Written task 1: Reproduce the node hotplug thread word for word, starting with "2. Sometimes, we" and going on through "log or /proc/zoneinfo.".
Written task 2: In the node hotplug thread, why is N_HIGH_MEMORY kept rather than removed?
Written task 3: Write what comes next in the node hotplug thread, picking up after its final sentence.

Node hotplug should fail if all memory cannot be offlined, so why do we
need another nodemask? Only offline the node if all memory is offlined.
At 11/01/2012 02:16 AM, David Rientjes Wrote:
> On Wed, 31 Oct 2012, Wen Congyang wrote:
>
>> From: Lai Jiangshan <[email protected]>
>>
>> This patch is part3 of the following patchset:
>> https://lkml.org/lkml/2012/10/29/319
>>
>> Part1 is here:
>> https://lkml.org/lkml/2012/10/31/30
>>
>> Part2 is here:
>> http://marc.info/?l=linux-kernel&m=135166705909544&w=2
>>
>> You can apply this patchset without the other parts.
>>
>> we need a node which only contains movable memory. This feature is very
>> important for node hotplug. So we will add a new nodemask
>> for all memory. N_MEMORY contains movable memory but N_HIGH_MEMORY
>> doesn't contain it.
>>
>> We don't remove N_HIGH_MEMORY because it can be used to search which
>> nodes contains memory that the kernel can use.
>>
>
> This doesn't describe why we need the new node state, unfortunately. It
1. Somethimes, we use the node which contains the memory that can be used by
kernel.
2. Sometimes, we use the node which contains the memory.
In case1, we use N_HIGH_MEMORY, and we use N_MEMORY in case2.
> makes sense to boot with node(s) containing only ZONE_MOVABLE, but it
> doesn't show why we need a nodemask to specify such nodes and such
Sorry for confusing you.
We don't add a nodemask to specify nodes which contain only ZONE_MOVABLE.
We want to add a nodemask(N_MEMORY) to specify nodes which contain memory.
In part3, we don't implement the node which only contain ZONE_MOVABLE, so
N_MEMORY is N_HIGH_MEMORY. We will add this nodemask when we implement
the node which contain only ZONE_MOVABLE.
In this patchset, we try to change N_HIGH_MEMORY to N_MEMORY for case2.
Thanks
Wen Congyang
> information should be available from the kernel log or /proc/zoneinfo.
>
> Node hotplug should fail if all memory cannot be offlined, so why do we
> need another nodemask? Only offline the node if all memory is offlined.

[Entries from a pointing dataset]

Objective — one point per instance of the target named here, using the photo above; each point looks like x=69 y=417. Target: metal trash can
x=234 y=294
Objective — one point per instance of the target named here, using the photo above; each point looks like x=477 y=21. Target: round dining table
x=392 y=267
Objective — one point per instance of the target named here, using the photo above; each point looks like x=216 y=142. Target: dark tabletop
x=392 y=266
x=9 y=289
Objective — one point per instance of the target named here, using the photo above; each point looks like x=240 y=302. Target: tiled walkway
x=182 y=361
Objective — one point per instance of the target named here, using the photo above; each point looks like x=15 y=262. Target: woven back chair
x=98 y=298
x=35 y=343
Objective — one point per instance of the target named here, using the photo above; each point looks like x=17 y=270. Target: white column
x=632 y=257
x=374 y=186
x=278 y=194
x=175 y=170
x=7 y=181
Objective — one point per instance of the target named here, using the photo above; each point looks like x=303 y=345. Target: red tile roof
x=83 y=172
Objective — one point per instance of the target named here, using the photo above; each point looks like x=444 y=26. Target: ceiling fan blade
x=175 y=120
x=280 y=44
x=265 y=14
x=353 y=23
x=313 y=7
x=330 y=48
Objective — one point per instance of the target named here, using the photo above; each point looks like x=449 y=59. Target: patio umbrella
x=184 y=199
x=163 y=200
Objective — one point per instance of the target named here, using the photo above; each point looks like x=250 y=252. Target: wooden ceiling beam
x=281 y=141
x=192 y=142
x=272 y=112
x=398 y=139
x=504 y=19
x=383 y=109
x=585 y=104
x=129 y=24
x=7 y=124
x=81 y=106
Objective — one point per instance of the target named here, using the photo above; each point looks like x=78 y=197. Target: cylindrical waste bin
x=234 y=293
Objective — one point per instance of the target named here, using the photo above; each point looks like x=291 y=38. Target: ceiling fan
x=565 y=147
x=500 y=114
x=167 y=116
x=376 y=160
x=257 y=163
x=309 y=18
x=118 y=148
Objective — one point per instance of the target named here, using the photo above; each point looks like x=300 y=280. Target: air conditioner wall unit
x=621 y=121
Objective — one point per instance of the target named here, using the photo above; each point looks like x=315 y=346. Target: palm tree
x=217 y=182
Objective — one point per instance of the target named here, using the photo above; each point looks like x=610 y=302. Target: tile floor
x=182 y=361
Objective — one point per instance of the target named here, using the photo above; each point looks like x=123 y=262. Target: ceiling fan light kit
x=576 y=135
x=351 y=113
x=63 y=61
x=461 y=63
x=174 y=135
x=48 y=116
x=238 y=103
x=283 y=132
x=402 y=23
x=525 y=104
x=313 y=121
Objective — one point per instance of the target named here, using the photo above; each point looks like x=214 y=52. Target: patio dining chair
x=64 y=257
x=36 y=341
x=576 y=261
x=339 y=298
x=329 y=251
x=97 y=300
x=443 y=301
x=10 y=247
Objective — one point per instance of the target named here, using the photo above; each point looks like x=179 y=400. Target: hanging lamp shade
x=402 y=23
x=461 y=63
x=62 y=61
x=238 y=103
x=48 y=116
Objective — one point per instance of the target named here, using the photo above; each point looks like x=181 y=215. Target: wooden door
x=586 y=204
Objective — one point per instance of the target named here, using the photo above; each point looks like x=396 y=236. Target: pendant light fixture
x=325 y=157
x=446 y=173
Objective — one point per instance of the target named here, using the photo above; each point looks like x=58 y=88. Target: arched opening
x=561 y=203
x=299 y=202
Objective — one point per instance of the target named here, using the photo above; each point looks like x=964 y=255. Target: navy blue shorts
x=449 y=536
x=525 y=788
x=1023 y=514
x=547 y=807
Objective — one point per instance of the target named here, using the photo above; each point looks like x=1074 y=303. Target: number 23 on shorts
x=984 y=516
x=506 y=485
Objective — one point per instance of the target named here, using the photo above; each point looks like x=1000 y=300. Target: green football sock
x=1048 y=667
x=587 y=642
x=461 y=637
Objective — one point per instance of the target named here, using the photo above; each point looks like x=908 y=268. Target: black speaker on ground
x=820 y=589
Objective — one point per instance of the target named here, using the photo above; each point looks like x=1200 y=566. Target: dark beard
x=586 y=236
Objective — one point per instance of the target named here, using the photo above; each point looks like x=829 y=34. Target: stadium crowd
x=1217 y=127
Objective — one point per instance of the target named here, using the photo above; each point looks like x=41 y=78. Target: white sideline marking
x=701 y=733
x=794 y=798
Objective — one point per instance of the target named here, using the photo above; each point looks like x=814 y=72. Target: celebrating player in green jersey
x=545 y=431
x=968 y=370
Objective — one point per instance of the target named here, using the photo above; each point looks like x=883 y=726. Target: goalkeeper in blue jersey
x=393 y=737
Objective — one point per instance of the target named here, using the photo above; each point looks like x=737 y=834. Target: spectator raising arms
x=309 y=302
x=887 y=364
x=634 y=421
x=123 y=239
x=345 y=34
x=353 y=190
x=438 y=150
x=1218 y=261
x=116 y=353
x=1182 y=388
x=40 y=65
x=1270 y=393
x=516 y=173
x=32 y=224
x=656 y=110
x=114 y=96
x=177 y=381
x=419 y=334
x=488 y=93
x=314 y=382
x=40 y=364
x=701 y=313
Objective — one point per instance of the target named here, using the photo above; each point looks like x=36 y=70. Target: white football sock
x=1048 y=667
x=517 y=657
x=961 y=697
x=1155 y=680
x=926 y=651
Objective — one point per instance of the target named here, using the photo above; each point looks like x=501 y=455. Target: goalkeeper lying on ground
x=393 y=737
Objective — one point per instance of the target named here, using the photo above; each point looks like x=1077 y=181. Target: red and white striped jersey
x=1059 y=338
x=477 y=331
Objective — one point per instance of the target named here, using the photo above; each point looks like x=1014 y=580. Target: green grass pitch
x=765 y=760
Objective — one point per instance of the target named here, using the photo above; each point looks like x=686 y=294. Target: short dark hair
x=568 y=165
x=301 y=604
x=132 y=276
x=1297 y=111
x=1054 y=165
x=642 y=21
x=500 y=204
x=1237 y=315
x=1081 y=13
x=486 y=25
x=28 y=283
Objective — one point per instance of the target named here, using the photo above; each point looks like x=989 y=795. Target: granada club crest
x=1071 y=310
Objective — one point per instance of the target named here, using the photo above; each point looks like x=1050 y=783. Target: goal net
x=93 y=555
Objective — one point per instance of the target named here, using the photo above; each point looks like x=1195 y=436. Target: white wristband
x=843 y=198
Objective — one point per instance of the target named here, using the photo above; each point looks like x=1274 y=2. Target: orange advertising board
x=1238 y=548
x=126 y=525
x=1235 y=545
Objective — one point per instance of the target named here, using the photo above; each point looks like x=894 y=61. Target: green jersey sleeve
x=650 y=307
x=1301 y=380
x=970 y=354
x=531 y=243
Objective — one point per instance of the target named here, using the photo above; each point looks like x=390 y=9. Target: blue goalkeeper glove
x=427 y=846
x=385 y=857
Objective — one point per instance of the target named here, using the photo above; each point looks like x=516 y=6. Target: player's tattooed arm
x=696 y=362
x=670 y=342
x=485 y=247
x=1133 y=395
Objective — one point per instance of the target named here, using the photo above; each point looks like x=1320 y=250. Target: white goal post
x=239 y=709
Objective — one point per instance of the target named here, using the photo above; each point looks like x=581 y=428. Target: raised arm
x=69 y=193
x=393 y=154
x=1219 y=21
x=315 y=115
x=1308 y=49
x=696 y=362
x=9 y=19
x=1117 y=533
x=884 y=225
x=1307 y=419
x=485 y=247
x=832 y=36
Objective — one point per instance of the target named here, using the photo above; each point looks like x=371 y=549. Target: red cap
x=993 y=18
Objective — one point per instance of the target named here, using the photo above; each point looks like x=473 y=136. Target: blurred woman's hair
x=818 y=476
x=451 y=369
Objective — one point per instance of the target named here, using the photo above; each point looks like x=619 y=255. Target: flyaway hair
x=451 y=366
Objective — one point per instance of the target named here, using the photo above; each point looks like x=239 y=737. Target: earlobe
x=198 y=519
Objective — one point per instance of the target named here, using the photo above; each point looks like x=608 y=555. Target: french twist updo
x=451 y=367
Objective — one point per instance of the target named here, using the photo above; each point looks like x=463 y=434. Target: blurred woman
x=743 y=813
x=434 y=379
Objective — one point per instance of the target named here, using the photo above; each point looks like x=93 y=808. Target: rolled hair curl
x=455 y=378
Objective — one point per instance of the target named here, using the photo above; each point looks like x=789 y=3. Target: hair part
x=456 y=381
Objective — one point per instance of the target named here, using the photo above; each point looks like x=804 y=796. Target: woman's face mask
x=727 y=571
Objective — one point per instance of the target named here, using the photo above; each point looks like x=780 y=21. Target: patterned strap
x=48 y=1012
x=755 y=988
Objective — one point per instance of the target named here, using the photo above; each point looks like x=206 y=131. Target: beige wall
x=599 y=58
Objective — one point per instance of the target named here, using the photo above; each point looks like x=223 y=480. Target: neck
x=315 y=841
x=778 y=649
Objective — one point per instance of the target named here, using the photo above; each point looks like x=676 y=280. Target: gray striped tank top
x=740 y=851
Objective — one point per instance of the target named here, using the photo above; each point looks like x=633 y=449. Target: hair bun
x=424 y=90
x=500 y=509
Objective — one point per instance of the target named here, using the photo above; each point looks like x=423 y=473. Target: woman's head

Output 1:
2. Sometimes, we use the node which contains the memory.
In case1, we use N_HIGH_MEMORY, and we use N_MEMORY in case2.
> makes sense to boot with node(s) containing only ZONE_MOVABLE, but it
> doesn't show why we need a nodemask to specify such nodes and such
Sorry for confusing you.
We don't add a nodemask to specify nodes which contain only ZONE_MOVABLE.
We want to add a nodemask(N_MEMORY) to specify nodes which contain memory.
In part3, we don't implement the node which only contain ZONE_MOVABLE, so
N_MEMORY is N_HIGH_MEMORY. We will add this nodemask when we implement
the node which contain only ZONE_MOVABLE.
In this patchset, we try to change N_HIGH_MEMORY to N_MEMORY for case2.
Thanks
Wen Congyang
> information should be available from the kernel log or /proc/zoneinfo.

Output 2: It can be used to search which nodes contain memory that the kernel can use.

Output 3:
>
On Thu, 1 Nov 2012, Wen Congyang wrote:
> > This doesn't describe why we need the new node state, unfortunately. It
>
> 1. Somethimes, we use the node which contains the memory that can be used by
> kernel.
> 2. Sometimes, we use the node which contains the memory.
>
> In case1, we use N_HIGH_MEMORY, and we use N_MEMORY in case2.
>
Yeah, that's clear, but the question is still _why_ we want two different
nodemasks. I know that this part of the patchset simply introduces the
new nodemask because the name "N_MEMORY" is more clear than
"N_HIGH_MEMORY", but there's no real incentive for making that change by
introducing a new nodemask where a simple rename would suffice.
I can only assume that you want to later use one of them for a different
purpose: those that do not include nodes that consist of only
ZONE_MOVABLE. But that change for MPOL_BIND is nacked since it
significantly changes the semantics of set_mempolicy() and you can't break
userspace (see my response to that from yesterday). Until that problem is
addressed, then there's no reason for the additional nodemask so nack on
this series as well.
At 11/02/2012 05:36 AM, David Rientjes Wrote:
> On Thu, 1 Nov 2012, Wen Congyang wrote:
>
>>> This doesn't describe why we need the new node state, unfortunately. It
>>
>> 1. Somethimes, we use the node which contains the memory that can be used by
>> kernel.
>> 2. Sometimes, we use the node which contains the memory.
>>
>> In case1, we use N_HIGH_MEMORY, and we use N_MEMORY in case2.
>>
>
> Yeah, that's clear, but the question is still _why_ we want two different
> nodemasks. I know that this part of the patchset simply introduces the
> new nodemask because the name "N_MEMORY" is more clear than
> "N_HIGH_MEMORY", but there's no real incentive for making that change by
> introducing a new nodemask where a simple rename would suffice.
>
> I can only assume that you want to later use one of them for a different
> purpose: those that do not include nodes that consist of only
> ZONE_MOVABLE. But that change for MPOL_BIND is nacked since it
> significantly changes the semantics of set_mempolicy() and you can't break
> userspace (see my response to that from yesterday). Until that problem is
> addressed, then there's no reason for the additional nodemask so nack on
> this series as well.
>
I still think that we need two nodemasks: one store the node which has memory
that the kernel can use, and one store the node which has memory.
For example:
==========================
static void *__meminit alloc_page_cgroup(size_t size, int nid)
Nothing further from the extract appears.